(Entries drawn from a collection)
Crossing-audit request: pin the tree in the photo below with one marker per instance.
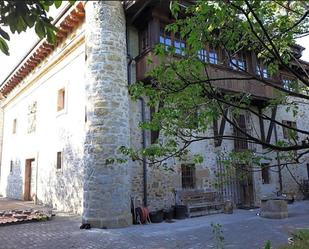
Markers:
(19, 16)
(187, 98)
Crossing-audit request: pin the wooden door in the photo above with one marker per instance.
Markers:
(28, 174)
(245, 177)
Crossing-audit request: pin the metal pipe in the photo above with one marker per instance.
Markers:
(144, 159)
(278, 161)
(130, 60)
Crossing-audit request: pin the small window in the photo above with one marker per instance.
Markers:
(240, 142)
(213, 56)
(265, 174)
(11, 166)
(144, 40)
(188, 175)
(202, 55)
(210, 56)
(289, 83)
(14, 125)
(288, 133)
(154, 134)
(262, 71)
(165, 37)
(179, 45)
(239, 62)
(61, 99)
(59, 160)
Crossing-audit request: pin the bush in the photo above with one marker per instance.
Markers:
(300, 240)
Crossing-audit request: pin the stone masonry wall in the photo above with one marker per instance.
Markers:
(107, 188)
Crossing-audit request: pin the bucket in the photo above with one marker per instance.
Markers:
(156, 216)
(180, 212)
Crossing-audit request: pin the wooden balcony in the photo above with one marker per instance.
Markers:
(254, 87)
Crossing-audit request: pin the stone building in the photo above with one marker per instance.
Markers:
(65, 109)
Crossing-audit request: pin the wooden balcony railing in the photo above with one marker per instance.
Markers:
(256, 88)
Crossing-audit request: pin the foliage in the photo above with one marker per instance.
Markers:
(186, 98)
(300, 240)
(267, 245)
(19, 16)
(218, 235)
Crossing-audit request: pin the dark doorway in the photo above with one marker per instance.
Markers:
(245, 178)
(29, 166)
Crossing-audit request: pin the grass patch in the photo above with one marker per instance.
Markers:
(300, 240)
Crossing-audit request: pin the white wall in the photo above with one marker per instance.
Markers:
(55, 131)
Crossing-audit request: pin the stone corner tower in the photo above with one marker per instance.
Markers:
(107, 188)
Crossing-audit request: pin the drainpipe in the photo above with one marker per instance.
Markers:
(142, 101)
(144, 159)
(278, 161)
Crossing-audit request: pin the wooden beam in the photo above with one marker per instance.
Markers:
(271, 125)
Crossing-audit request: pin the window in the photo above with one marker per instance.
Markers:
(32, 109)
(165, 38)
(14, 125)
(216, 133)
(61, 99)
(188, 175)
(154, 134)
(239, 62)
(213, 56)
(261, 71)
(144, 40)
(168, 39)
(59, 160)
(289, 83)
(210, 57)
(11, 166)
(179, 45)
(288, 133)
(265, 173)
(241, 143)
(286, 83)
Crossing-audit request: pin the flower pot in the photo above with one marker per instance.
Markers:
(180, 211)
(169, 214)
(156, 216)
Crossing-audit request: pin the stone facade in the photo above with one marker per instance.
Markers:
(98, 117)
(106, 187)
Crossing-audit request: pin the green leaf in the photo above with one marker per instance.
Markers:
(4, 46)
(58, 3)
(40, 29)
(4, 34)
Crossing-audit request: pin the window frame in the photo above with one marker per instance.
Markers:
(265, 173)
(61, 100)
(240, 144)
(237, 59)
(174, 38)
(285, 131)
(188, 176)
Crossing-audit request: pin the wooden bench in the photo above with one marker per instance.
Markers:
(201, 203)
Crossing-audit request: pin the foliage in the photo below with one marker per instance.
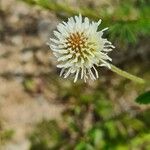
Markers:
(5, 135)
(128, 20)
(144, 98)
(91, 124)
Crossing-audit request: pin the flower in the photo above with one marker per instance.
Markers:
(79, 47)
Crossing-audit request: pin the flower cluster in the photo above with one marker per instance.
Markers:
(79, 48)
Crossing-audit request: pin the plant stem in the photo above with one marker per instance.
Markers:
(127, 75)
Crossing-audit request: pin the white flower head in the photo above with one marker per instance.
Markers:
(79, 47)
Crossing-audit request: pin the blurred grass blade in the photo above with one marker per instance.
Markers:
(144, 98)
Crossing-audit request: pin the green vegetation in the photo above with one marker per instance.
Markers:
(128, 20)
(91, 124)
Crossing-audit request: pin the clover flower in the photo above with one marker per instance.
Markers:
(79, 48)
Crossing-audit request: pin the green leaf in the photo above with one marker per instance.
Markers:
(144, 98)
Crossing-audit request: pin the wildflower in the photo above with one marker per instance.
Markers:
(79, 47)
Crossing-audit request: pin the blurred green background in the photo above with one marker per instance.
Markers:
(41, 111)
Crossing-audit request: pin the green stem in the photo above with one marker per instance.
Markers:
(127, 75)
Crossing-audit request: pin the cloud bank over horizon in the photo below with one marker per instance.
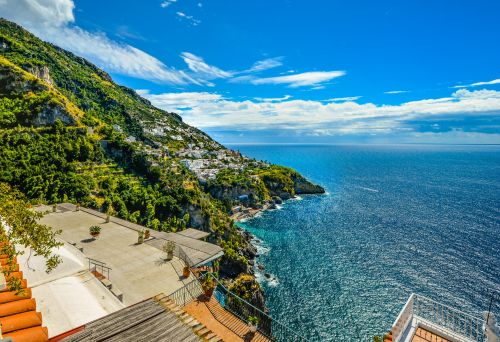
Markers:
(339, 117)
(282, 101)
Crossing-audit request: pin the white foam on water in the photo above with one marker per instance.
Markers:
(368, 189)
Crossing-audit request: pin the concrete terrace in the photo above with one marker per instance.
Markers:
(70, 295)
(139, 271)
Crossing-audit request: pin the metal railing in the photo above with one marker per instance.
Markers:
(237, 306)
(179, 252)
(242, 309)
(453, 323)
(187, 293)
(95, 265)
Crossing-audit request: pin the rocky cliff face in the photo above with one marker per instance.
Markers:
(303, 186)
(142, 161)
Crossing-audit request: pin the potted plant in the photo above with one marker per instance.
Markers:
(186, 271)
(208, 285)
(95, 231)
(140, 237)
(168, 248)
(253, 322)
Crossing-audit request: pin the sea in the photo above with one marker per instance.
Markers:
(395, 220)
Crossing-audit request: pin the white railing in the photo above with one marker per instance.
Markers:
(456, 323)
(405, 317)
(439, 318)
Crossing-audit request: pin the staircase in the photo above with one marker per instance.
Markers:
(199, 329)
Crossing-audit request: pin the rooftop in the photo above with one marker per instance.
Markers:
(150, 320)
(19, 319)
(70, 295)
(423, 319)
(99, 276)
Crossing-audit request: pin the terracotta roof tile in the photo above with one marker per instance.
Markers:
(18, 317)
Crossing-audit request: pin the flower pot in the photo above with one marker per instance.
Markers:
(209, 292)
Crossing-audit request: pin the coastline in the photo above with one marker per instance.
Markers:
(258, 269)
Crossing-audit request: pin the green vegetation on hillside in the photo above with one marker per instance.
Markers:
(69, 133)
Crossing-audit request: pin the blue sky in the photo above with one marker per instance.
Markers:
(295, 71)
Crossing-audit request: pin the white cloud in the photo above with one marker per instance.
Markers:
(478, 84)
(177, 101)
(49, 20)
(313, 78)
(213, 111)
(189, 18)
(31, 13)
(266, 64)
(273, 99)
(343, 99)
(391, 92)
(198, 65)
(167, 3)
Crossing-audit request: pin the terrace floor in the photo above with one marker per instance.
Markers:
(422, 335)
(139, 271)
(221, 322)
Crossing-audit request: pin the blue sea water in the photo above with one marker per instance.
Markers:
(395, 220)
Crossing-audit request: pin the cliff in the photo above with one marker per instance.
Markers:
(69, 133)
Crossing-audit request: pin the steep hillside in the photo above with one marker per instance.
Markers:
(69, 133)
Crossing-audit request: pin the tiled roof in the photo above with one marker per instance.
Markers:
(18, 316)
(150, 320)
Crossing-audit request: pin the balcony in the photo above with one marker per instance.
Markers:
(227, 315)
(423, 319)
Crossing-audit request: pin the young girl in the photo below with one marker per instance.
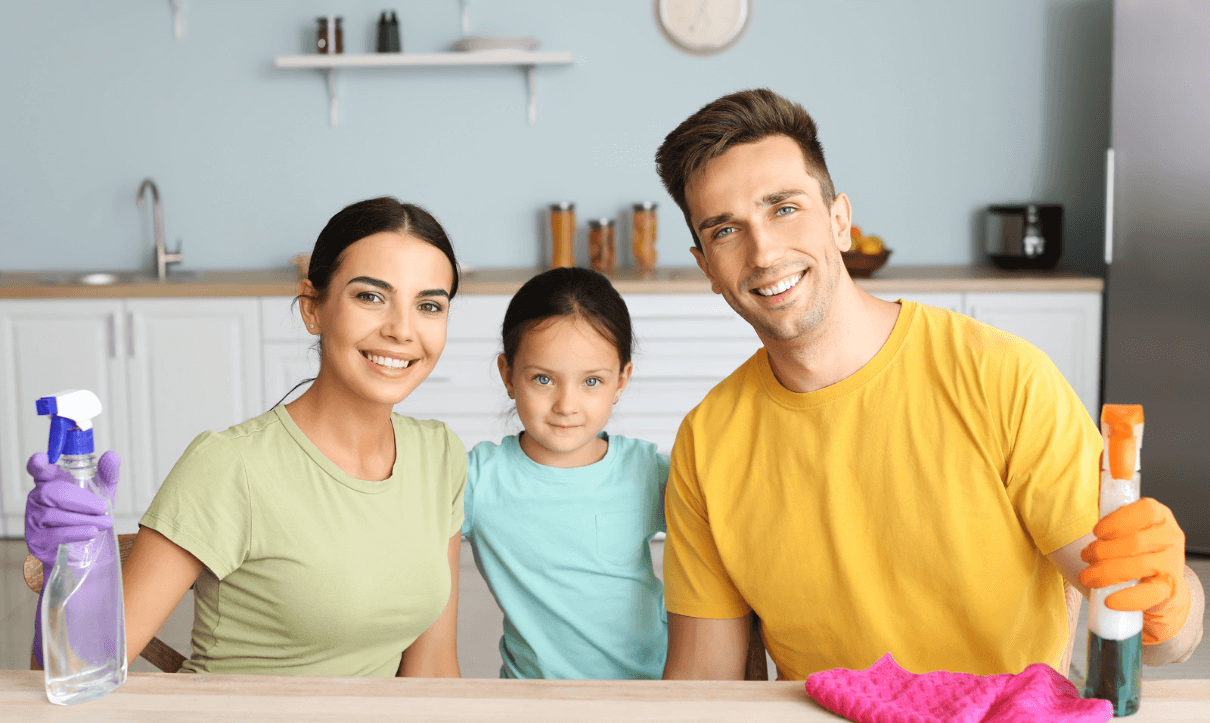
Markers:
(322, 537)
(560, 515)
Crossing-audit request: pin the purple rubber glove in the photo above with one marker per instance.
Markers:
(58, 510)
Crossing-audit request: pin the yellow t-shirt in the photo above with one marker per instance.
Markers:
(310, 571)
(904, 509)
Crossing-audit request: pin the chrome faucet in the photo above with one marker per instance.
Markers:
(162, 258)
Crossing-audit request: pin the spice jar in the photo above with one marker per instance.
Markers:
(643, 235)
(563, 235)
(601, 252)
(330, 38)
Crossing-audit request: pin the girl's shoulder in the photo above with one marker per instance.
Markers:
(487, 453)
(639, 455)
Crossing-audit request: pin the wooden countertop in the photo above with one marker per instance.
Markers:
(159, 697)
(282, 282)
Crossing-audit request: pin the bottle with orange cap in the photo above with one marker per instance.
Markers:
(1115, 637)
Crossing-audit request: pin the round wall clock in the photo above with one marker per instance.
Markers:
(703, 27)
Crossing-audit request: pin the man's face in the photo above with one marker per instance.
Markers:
(770, 244)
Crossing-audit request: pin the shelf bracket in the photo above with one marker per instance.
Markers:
(533, 94)
(333, 117)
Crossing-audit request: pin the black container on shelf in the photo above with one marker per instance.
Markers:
(1024, 236)
(389, 34)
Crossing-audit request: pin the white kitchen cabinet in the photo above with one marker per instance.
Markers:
(194, 365)
(1065, 325)
(685, 343)
(49, 346)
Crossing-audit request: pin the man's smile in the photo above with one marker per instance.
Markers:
(781, 287)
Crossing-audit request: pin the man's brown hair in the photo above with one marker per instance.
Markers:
(741, 117)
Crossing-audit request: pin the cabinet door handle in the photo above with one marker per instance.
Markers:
(1108, 206)
(130, 334)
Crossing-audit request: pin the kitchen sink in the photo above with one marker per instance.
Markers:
(109, 278)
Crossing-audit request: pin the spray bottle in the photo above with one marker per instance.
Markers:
(84, 626)
(1115, 637)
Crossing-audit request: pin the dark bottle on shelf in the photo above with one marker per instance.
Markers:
(384, 44)
(330, 38)
(393, 42)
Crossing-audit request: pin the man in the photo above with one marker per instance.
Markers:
(880, 476)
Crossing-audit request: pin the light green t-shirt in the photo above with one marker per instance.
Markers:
(309, 571)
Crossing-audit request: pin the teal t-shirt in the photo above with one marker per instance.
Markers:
(565, 553)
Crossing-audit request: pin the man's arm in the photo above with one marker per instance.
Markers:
(707, 649)
(1177, 648)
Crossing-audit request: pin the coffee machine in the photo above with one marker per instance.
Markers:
(1024, 236)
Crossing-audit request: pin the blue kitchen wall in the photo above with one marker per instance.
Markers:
(928, 111)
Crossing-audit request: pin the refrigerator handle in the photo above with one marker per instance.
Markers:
(1108, 206)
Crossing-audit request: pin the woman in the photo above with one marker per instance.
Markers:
(322, 537)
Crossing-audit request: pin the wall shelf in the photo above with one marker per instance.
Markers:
(330, 64)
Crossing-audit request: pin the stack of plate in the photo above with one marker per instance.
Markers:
(495, 42)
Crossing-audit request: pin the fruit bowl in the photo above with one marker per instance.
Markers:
(864, 265)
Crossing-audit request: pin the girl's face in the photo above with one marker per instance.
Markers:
(384, 317)
(565, 379)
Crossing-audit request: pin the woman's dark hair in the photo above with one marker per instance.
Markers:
(367, 218)
(563, 293)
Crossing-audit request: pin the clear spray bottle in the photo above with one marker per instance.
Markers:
(1115, 637)
(84, 624)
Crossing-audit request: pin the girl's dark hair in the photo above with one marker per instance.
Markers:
(569, 291)
(367, 218)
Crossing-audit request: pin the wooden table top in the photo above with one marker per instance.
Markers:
(160, 697)
(283, 282)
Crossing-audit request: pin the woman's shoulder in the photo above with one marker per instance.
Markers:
(426, 432)
(257, 432)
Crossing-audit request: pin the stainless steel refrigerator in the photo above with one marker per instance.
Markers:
(1157, 300)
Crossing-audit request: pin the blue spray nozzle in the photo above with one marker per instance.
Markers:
(71, 414)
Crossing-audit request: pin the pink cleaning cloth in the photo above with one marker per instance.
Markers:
(886, 693)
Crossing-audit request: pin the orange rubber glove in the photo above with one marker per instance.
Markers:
(1141, 542)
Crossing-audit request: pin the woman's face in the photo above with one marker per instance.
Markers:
(382, 318)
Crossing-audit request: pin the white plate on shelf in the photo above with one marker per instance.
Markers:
(496, 42)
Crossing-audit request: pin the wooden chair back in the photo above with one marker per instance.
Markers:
(156, 652)
(756, 666)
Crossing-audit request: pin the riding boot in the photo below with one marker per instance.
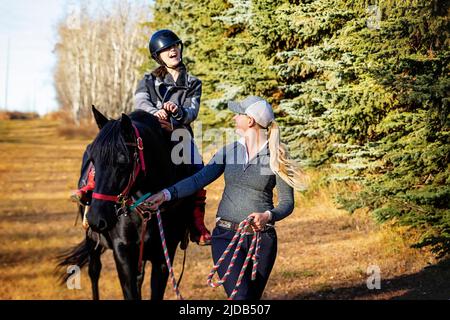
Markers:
(199, 233)
(83, 195)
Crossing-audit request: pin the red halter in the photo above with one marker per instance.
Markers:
(138, 165)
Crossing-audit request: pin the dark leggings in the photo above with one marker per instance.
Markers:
(248, 290)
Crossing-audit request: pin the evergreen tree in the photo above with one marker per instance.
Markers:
(361, 88)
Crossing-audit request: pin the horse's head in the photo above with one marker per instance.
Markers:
(113, 155)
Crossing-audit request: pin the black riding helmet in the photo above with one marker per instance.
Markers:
(163, 39)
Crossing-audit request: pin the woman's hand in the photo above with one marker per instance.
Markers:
(161, 114)
(260, 220)
(169, 106)
(166, 125)
(155, 201)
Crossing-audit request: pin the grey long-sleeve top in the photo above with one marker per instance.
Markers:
(248, 186)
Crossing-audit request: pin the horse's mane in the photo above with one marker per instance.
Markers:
(109, 142)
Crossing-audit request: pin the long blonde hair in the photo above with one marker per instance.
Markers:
(281, 163)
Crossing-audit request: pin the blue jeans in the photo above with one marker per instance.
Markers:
(248, 290)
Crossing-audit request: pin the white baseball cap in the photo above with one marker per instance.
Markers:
(255, 107)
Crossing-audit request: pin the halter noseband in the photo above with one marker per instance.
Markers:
(138, 165)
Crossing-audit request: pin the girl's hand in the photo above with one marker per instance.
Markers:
(155, 201)
(161, 114)
(170, 107)
(260, 220)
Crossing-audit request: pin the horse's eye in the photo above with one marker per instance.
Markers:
(122, 159)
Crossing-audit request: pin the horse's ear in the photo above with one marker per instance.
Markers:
(126, 124)
(99, 118)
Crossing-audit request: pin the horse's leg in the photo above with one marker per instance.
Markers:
(126, 265)
(95, 267)
(140, 278)
(158, 281)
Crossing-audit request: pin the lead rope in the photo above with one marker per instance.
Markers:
(253, 254)
(166, 255)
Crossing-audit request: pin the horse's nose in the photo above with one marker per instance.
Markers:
(102, 224)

| WHAT YOU ARE ASKED TO DO |
Reproduce everything from the line containing "Crossing-audit request: pin the horse's ear" down through the end of the material, leaving all the wording intact but decreasing every marker coordinate by 47.

| ANSWER FOR THIS EXERCISE |
Crossing-audit request: pin the horse's ear in the photo above with one marker per instance.
Markers:
(79, 77)
(52, 71)
Crossing-audit request: pin the horse's leg in the photo above with one marker per instance.
Markers:
(79, 218)
(48, 220)
(93, 231)
(111, 234)
Crossing-audit request: pin the lead rope in the photo above with one marker per instance.
Markers:
(206, 207)
(119, 208)
Crossing-audit request: pin the horse's nose in the photo above with one marker per instance.
Markers:
(55, 177)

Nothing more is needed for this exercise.